Collect every line of the records below that contains the string "support".
--- start Material supplied ---
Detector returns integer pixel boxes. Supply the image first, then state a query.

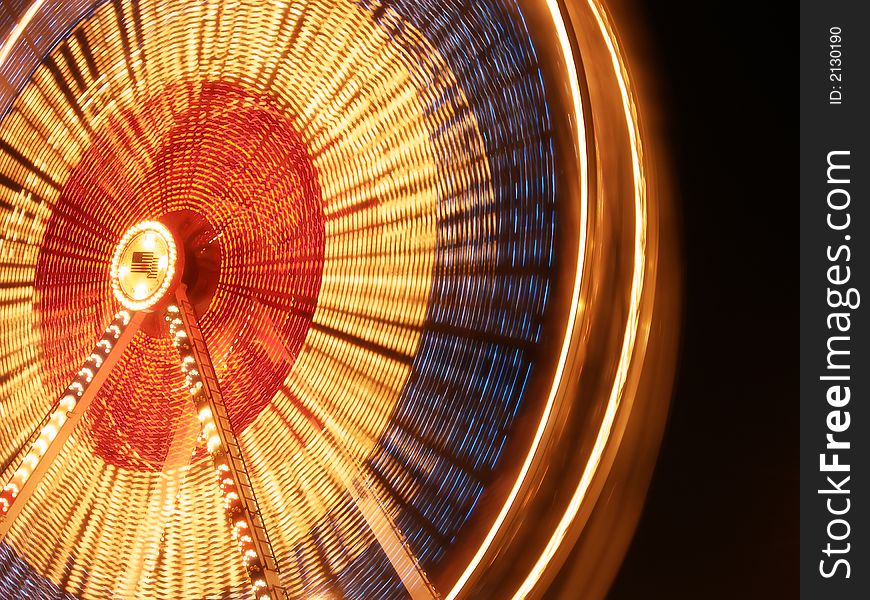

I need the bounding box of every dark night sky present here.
[609,0,799,600]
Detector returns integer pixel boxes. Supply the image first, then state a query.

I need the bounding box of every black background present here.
[609,1,799,600]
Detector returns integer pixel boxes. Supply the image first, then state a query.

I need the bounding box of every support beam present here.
[0,310,145,541]
[302,417,440,600]
[167,284,286,600]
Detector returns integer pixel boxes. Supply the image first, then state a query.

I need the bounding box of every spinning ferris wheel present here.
[0,0,676,600]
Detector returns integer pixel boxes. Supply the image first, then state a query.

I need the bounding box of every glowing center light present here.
[111,221,178,310]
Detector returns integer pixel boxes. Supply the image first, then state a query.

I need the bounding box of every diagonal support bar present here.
[167,285,286,600]
[0,310,145,541]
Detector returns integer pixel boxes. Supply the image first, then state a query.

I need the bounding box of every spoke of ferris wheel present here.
[312,426,440,600]
[166,284,286,600]
[0,310,145,541]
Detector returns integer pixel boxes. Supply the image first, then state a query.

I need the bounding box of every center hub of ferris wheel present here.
[111,221,179,311]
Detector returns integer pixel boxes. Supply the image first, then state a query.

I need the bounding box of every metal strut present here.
[167,284,286,600]
[0,310,145,541]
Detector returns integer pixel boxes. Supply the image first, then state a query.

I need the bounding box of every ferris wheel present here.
[0,0,678,600]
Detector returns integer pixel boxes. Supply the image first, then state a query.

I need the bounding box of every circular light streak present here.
[111,221,178,311]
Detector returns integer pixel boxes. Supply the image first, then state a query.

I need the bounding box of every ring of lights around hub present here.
[111,221,178,310]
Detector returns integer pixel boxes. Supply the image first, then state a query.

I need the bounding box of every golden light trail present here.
[446,0,590,600]
[514,0,647,600]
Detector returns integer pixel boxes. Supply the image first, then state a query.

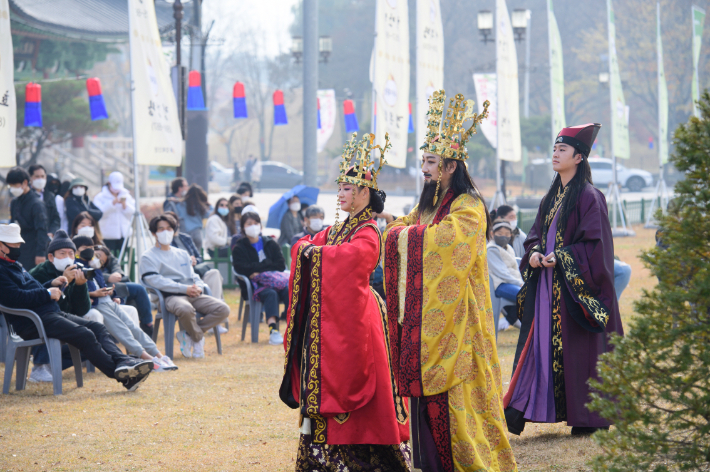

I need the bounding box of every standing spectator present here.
[163,177,189,213]
[64,178,103,230]
[94,172,136,251]
[291,205,327,246]
[140,215,229,358]
[27,164,62,239]
[176,184,211,249]
[5,167,49,270]
[279,196,303,246]
[205,198,234,259]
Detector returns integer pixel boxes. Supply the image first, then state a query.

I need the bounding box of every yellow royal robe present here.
[384,190,517,472]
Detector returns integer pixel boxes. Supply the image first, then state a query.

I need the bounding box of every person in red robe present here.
[279,135,411,472]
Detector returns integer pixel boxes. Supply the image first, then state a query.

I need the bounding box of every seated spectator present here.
[290,205,328,246]
[491,205,528,257]
[94,245,153,337]
[205,198,234,259]
[64,178,103,231]
[279,196,303,246]
[27,164,62,239]
[0,224,153,391]
[72,236,177,371]
[140,215,229,358]
[232,212,288,346]
[94,172,136,251]
[487,219,523,329]
[5,167,49,270]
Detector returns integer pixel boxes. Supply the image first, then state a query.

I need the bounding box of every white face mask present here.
[244,224,261,238]
[32,179,47,190]
[76,226,95,238]
[309,218,323,231]
[52,257,74,272]
[158,229,175,246]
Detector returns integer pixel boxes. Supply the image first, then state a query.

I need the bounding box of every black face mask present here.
[79,248,94,261]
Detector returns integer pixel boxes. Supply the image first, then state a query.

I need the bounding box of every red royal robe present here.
[279,209,409,444]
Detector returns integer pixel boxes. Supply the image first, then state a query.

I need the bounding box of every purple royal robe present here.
[503,183,623,434]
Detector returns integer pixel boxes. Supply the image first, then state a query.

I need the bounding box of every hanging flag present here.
[547,0,567,142]
[187,70,205,110]
[274,90,288,126]
[25,82,42,128]
[343,100,360,134]
[0,0,17,167]
[232,82,248,118]
[408,0,442,149]
[86,77,108,121]
[606,0,631,159]
[407,102,414,134]
[691,5,705,116]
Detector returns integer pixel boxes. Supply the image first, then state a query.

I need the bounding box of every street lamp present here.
[478,10,494,44]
--- end Material supplied ---
(Complete answer)
I need the bounding box of every support beam present here.
I need the bounding box of every diagonal support bar present here.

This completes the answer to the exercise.